» CHALLENGES
1. From the Titus grinder thread, list the grinders Colio07 names as a series of grinder upgrades, in the order given.
2. In the Titus grinder thread, why does Colio07 plan to do proper testing with the new grinder?

# My new Titus grinder



## Colio07

I took delivery today of a beautiful, amazing new Titus grinder. Adjustable grind speed and coated burrs, with diamond-like coating on the tower and CrN coating on the base.

This is latest and last of my grinder upgrades (Mazzer Mini - Compak E8 - EK43 - Titus).

I look forward to learning how best to use it, but the first shots (HasBean Finca Limoncillo, Titus, Londinium L1) taste incredible.


----------



## jimbojohn55

what's the grind quality like


----------



## Stanic

Incredible beast and beautiful duo


----------



## GCGlasgow

That's a lovely set up most on here attain to achieve.


----------



## lake_m

That is indeed a thing of beauty. I won't ask how much it cost.


----------



## Obnic

Exquisite. That's a piece of art.

Look forward to hearing how it compares to the EK in the cup.


----------



## Colio07

jimbojohn55 said:


> what's the grind quality like


I've only run a few shots through it so far, but the grind quality seems pretty stellar. Frank mentioned that grinder speed has a significant impact on particle size distribution. I'm looking forward to doing some proper testing so I can get a better understanding of this, though I expect it will be an on-going learning process to account for beans, roast level and time since roasting, environmental factors (temp, humidity, etc.), etc. I'll post some pictures of various grinds on the forum in due course.


----------



## MildredM

Wow! What a stunning looking grinder - it sounds fantastic.


----------



## Nod

That is an awesome setup - massive congrats!!


----------



## Glenn

Beautiful









I wish you many years of happiness


----------



## Colio07

Nod said:


> That is an awesome setup - massive congrats!!


Thanks. GS3 + Versalab M3 sounds pretty tremendous as well!


----------



## Rhys

Very very nice.. they are defiantly a work of a craftsman. Keep looking at them on instagram (especially the coated ones)


----------



## foundrycoffeeroasters.com

Wow, what an amazing set up. Looking forward to hearing how you get on. Suspect there will be a lot to learn as far the adjustable grind speed stuff goes.


----------



## Colio07

foundrycoffeeroasters.com said:


> Wow, what an amazing set up. Looking forward to hearing how you get on. Suspect there will be a lot to learn as far the adjustable grind speed stuff goes.


Thanks. Just ordered 1.25 kilos of Finca San Francisco from your site, which I'm looking forward to trying out on my new set up!


----------



## hchrishallam

Looks stunning! Enjoy


----------



## Nod

Colio07 said:


> Thanks. GS3 + Versalab M3 sounds pretty tremendous as well!

Rows of box annotation data

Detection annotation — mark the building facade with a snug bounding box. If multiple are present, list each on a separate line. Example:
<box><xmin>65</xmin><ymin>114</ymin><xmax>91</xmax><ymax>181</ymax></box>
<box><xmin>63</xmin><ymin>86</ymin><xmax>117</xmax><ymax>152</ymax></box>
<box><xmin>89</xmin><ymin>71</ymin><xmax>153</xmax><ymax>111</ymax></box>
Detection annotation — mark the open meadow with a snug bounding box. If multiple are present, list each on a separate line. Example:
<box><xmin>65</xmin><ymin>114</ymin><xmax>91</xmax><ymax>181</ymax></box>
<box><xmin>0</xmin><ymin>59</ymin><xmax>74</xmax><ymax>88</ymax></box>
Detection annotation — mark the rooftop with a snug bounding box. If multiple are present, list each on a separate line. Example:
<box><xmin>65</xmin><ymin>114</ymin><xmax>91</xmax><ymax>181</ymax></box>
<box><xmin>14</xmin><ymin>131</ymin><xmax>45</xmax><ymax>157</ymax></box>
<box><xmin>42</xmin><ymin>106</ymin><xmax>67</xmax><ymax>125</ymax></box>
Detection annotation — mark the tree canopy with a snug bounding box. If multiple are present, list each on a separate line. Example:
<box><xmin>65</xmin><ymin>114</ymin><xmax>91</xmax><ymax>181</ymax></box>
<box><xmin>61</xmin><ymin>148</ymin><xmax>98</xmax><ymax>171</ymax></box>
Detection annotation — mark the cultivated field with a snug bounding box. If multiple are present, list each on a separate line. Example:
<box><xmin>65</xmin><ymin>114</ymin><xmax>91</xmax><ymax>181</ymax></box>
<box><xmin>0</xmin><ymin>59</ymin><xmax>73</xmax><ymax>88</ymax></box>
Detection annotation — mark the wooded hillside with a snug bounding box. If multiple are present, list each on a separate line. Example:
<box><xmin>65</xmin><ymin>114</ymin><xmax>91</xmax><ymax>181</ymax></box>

» ANSWER SET
1. Mazzer Mini, Compak E8, EK43, Titus

2. Frank mentioned that grinder speed has a significant impact on particle size distribution, and Colio07 wants to get a better understanding of this. Colio07 expects it to be an ongoing learning process that accounts for beans, roast level, time since roasting and environmental factors such as temperature and humidity.